Discours de Léandre Boizeau

Les faits sont têtus. Les hommes et les femmes de ce pays le sont aussi. Tranquilles mais déterminés, les élus de notre région continuent jour après jour d’affirmer leur soutien à la cause de Mis et Thiennot.

Après Le Poinçonnet, Thénioux, Neuillay-les-Bois, Villedieu, Saint-Gaultier, aujourd’hui, ce sont les élus de Thenay qui, sans avoir été sollicités par notre Comité, ont décidé de donner le nom de Mis et Thiennot à cette place. Qu’ils en soient vivement remerciés, chaudement félicités : ce qu’on appelle le courage politique qui est une vertu républicaine majeure, c’est précisément ça, cette capacité qu’ont certains élus à s’engager pour une cause quand elle est juste sans se soucier des retombées électoralistes, administratives ou autres.

Argenton, Le Blanc, Saint Georges-sur-Arnon ont aussi décidé de se doter d’une rue ou d’une place Mis et Thiennot, d’autres communes vont suivre. Le mouvement est en cours qui devrait interpeller les autorités de ce pays.

Mais que se passe-t-il donc en Berry terre réputée calme et docile pour que des élus affichent ainsi publiquement leur hostilité à une décision de justice ?
La Justice elle-même ne devrait-elle pas s’interroger sur le pourquoi d’un tel engagement en faveur de Mis et Thiennot qui restent officiellement condamnés au regard de la loi ?

On préfère garder le silence comme l’ont gardé celles et ceux qui, il y a plus de soixante ans ont entendu, nuit après nuit, les cris, les hurlements de Raymond, de Gabriel et de leurs six compagnons de souffrance qu’on battait, qu’on torturait dans la mairie de Mézières.

Liste des exercices -
1 - Selon le discours, pourquoi les élus de Thenay doivent-ils être remerciés et félicités ? Répondez en une à trois phrases.
2 - Relevez toutes les communes que le discours mentionne avant Thenay dans la phrase commençant par « Après Le Poinçonnet ».
3 - Poursuivez le discours en faveur de Mis et Thiennot à partir de sa dernière phrase.

Entrées tirées d'une collection:
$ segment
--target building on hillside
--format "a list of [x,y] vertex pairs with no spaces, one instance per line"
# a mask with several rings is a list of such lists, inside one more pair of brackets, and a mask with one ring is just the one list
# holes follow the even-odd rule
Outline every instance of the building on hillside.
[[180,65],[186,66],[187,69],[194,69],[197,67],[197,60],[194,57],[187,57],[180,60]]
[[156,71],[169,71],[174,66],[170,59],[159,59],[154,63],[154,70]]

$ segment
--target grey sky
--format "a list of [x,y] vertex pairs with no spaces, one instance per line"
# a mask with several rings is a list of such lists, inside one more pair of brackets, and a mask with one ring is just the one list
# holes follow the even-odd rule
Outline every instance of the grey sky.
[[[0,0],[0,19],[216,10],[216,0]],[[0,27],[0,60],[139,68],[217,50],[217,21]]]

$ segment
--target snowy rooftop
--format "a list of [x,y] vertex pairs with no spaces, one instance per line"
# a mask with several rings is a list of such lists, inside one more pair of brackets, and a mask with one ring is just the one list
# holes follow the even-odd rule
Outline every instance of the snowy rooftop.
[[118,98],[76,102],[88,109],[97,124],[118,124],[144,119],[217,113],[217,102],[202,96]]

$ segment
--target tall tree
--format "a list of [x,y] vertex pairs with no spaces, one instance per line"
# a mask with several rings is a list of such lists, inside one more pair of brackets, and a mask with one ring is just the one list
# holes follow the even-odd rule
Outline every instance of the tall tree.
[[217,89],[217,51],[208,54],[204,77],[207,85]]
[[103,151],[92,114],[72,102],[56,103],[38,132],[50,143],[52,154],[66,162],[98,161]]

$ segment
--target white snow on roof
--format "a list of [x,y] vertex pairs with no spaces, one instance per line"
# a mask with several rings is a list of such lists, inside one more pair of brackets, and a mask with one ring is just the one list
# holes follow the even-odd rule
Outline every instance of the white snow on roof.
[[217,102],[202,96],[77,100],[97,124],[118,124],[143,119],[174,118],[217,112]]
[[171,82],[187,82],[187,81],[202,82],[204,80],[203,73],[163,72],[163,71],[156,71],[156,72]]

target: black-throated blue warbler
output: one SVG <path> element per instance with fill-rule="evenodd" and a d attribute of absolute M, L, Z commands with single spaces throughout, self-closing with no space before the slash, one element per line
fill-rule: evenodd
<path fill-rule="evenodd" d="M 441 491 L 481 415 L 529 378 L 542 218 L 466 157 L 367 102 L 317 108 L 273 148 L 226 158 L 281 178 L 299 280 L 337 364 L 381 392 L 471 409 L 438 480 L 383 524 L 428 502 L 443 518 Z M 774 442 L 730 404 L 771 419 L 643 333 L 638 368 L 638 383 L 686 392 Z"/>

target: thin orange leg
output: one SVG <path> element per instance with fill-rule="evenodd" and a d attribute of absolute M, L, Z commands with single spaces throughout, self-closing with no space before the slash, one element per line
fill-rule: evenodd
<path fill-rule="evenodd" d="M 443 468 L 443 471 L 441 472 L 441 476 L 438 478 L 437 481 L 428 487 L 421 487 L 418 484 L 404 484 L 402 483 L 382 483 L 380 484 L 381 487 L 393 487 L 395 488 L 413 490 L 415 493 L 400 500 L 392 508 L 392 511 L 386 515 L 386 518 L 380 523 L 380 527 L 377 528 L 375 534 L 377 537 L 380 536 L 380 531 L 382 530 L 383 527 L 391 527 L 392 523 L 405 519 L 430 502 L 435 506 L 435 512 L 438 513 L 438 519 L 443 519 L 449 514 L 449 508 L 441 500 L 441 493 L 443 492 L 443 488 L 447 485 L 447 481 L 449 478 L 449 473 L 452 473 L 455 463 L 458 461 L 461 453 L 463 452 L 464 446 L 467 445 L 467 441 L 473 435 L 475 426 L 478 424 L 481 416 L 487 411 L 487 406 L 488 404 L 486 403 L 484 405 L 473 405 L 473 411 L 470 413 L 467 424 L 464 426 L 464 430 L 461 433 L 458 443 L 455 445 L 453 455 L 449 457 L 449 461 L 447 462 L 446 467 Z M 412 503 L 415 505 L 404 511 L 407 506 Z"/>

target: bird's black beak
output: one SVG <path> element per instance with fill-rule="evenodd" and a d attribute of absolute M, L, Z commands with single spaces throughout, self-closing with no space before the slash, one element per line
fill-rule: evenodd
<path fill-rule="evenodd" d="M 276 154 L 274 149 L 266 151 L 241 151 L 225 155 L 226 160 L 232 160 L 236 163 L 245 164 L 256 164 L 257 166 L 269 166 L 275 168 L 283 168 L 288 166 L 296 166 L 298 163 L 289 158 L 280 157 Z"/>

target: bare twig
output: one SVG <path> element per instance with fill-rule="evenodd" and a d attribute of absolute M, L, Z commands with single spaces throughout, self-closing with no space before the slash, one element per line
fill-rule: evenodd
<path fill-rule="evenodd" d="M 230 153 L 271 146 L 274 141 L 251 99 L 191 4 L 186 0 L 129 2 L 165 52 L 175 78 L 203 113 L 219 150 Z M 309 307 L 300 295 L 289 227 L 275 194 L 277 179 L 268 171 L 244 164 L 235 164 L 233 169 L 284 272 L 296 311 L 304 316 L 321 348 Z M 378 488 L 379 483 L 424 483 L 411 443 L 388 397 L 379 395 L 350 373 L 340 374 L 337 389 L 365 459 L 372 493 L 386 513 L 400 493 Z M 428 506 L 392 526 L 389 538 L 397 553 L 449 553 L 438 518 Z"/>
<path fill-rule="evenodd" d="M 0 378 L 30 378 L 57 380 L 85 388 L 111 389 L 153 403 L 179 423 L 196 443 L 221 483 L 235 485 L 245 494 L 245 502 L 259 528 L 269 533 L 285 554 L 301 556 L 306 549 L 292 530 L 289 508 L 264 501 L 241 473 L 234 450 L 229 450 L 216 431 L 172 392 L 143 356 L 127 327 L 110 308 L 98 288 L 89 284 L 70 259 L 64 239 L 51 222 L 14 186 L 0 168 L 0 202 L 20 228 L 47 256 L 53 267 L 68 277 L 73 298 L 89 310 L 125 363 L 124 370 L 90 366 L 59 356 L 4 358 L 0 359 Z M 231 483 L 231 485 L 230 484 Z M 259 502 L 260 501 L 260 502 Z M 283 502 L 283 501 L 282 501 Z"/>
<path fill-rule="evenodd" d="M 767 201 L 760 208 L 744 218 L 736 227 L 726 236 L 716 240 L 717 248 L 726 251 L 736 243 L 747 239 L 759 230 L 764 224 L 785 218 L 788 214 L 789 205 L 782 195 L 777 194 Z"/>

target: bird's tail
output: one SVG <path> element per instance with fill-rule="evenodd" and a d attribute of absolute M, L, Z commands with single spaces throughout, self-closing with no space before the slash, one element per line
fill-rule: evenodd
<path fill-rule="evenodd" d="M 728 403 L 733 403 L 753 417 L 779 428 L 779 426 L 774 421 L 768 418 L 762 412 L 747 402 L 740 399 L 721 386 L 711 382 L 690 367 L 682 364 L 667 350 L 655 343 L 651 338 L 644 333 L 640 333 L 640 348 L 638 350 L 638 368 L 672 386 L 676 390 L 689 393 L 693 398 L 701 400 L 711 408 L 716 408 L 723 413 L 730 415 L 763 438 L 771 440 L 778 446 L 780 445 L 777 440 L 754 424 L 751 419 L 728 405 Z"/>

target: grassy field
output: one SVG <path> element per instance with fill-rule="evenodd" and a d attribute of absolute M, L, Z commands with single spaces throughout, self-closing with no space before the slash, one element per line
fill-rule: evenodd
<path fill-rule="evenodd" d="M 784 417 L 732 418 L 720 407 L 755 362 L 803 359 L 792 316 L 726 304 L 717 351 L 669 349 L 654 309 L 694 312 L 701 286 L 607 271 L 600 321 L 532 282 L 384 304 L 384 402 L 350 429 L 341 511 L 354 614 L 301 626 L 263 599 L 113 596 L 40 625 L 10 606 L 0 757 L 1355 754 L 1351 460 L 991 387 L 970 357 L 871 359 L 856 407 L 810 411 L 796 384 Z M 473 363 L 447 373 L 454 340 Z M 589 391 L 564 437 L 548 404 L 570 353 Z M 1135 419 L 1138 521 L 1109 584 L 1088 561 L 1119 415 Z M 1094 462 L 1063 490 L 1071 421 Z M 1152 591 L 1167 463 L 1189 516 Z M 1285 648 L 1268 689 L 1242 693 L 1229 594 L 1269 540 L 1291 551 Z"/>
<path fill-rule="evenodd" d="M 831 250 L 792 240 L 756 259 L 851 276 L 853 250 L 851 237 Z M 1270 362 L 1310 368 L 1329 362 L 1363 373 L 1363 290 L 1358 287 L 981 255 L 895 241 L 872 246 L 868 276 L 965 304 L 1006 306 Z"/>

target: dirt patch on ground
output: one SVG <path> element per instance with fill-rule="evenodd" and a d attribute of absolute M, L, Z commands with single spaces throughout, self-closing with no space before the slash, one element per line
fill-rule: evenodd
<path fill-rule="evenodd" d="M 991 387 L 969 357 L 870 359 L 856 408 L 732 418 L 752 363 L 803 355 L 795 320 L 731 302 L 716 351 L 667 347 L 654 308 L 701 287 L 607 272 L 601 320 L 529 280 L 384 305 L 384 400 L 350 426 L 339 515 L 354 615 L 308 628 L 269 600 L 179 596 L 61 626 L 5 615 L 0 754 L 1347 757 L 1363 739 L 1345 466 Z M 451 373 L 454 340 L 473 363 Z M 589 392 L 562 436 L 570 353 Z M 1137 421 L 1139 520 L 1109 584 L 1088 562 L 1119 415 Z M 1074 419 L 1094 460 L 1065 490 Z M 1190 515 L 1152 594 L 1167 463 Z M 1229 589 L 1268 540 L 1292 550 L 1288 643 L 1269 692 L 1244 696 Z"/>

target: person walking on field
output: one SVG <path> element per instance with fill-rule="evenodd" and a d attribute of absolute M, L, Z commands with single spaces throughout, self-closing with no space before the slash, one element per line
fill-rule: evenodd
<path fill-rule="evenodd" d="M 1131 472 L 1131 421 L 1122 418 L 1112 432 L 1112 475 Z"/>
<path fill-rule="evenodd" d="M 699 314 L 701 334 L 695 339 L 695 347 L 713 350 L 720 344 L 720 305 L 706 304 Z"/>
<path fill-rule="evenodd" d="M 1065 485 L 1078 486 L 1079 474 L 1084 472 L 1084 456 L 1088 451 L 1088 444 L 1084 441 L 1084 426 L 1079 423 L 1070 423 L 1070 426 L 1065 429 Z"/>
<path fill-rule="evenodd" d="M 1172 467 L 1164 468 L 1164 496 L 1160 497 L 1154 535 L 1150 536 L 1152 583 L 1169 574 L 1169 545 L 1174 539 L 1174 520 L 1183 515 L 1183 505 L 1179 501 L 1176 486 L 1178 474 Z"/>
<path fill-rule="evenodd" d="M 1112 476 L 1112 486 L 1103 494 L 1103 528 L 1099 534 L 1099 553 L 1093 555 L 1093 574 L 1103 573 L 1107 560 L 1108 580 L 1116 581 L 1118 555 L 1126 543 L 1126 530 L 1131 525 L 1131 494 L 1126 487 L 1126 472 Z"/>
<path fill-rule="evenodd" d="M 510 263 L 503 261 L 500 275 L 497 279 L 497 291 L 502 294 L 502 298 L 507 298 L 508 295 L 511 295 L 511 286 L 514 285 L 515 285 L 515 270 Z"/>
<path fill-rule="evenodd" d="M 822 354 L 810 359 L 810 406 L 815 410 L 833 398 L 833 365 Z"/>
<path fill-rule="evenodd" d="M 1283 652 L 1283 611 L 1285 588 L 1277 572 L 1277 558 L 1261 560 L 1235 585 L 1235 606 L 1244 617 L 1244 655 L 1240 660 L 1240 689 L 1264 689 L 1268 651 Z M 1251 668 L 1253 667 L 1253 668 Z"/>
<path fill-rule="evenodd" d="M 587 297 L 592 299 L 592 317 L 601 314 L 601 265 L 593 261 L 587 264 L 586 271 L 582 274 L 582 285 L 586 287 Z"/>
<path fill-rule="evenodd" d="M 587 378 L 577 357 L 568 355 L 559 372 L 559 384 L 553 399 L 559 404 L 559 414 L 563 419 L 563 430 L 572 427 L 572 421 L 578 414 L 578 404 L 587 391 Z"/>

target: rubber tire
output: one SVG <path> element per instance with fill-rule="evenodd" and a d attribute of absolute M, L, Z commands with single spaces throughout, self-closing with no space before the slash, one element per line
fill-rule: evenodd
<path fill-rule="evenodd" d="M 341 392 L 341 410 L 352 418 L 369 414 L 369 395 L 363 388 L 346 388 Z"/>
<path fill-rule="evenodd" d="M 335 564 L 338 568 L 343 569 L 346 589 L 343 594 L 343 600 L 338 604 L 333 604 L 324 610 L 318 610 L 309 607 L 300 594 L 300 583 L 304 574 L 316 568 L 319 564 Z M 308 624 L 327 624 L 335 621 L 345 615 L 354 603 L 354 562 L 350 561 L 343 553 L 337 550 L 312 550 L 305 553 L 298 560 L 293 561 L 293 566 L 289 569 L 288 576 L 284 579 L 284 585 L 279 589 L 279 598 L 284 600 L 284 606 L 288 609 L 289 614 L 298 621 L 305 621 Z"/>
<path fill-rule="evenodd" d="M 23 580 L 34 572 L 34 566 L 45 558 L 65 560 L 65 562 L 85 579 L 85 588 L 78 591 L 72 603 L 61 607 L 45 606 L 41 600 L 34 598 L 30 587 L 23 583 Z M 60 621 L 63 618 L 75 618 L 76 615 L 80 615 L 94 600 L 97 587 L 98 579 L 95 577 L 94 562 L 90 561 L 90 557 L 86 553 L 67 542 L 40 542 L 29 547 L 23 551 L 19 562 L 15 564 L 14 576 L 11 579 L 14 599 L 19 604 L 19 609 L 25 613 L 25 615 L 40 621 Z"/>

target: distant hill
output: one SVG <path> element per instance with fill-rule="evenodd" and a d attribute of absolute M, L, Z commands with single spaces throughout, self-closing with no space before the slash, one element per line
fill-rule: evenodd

Réponses par exercice -
1 - Sans que le Comité les ait sollicités, ils ont décidé de donner le nom de Mis et Thiennot à la place. Ils ont ainsi fait preuve de courage politique, c'est-à-dire de la capacité à s'engager pour une cause juste sans se soucier des retombées électoralistes, administratives ou autres.

2 - Le Poinçonnet, Thénioux, Neuillay-les-Bois, Villedieu, Saint-Gaultier

3 -
Le silence, le voilà bien le maître mot de l’affaire Mis et Thiennot !

Celui de la mauvaise conscience de toute une population qui savait et qui n’a rien dit. Celui d’une justice qui a couvert les exactions de la police et de la gendarmerie et qui se réfugie maintenant derrière une « vérité judiciaire » qui est tout sauf la vérité. Une justice qui à force de nier les évidences en arrive à
pratiquer un négationnisme de mauvais aloi à coups d’arguties juridiques.
Une justice qui se discrédite chaque jour un peu plus aux yeux des justiciables de ce pays.

Alors qu’on ne compte pas sur nous, Comité de Soutien pour la révision du procès Mis et Thiennot, pour entrer dans le jeu du faire semblant. Messieurs les magistrats de la Cour de cassation vous allez avoir à vous prononcer très prochainement sur les termes de la sixième requête en révision déposée par Jean-Pierre Mignard, notre avocat.

Les « aveux » obtenus dans les conditions que l’on sait peuvent-ils être juridiquement considérés comme valables au regard de la loi ? Faut-il, messieurs les magistrats vous faire opérer des oreilles pour que les cris des victimes vous déchirent les tympans jusqu’à l’insoutenable ? Allez-vous continuer longtemps, messieurs les magistrats, d’afficher votre soutien à un commissaire qui après avoir participé en 1942 à la rafle des Juifs étrangers dans notre région infligeait ce qu’il appelait la « prière des Juifs » à Raymond Mis, Gabriel Thiennot et à leurs six compagnons ? Jusqu’à ce que leurs phalanges éclatent sous la pression dans une nuit brennouse éclaboussée de sang, de cris et pourtant comme frappée d’une étrange torpeur. Est-ce cette même torpeur qui gagnait certains d’entre vous dormant au cours des débats de la Cour de Cassation en juin 1988.

Messieurs les magistrats, réveillez-vous !

Vous avez déjà raté une belle occasion de redorer le blason de la justice que vous êtes censés représenter en ne révisant pas leur procès avant leur disparition.

« Jusqu’à la mort ! » disaient-ils l’un et l’autre en évoquant le combat de leur vie. Une vie entière passée, l’un comme l’autre, à essayer de rétablir la vérité, à essayer de retrouver leur dignité d’hommes injustement condamnés. A-t-on idée de ce que peut représenter un tel combat ?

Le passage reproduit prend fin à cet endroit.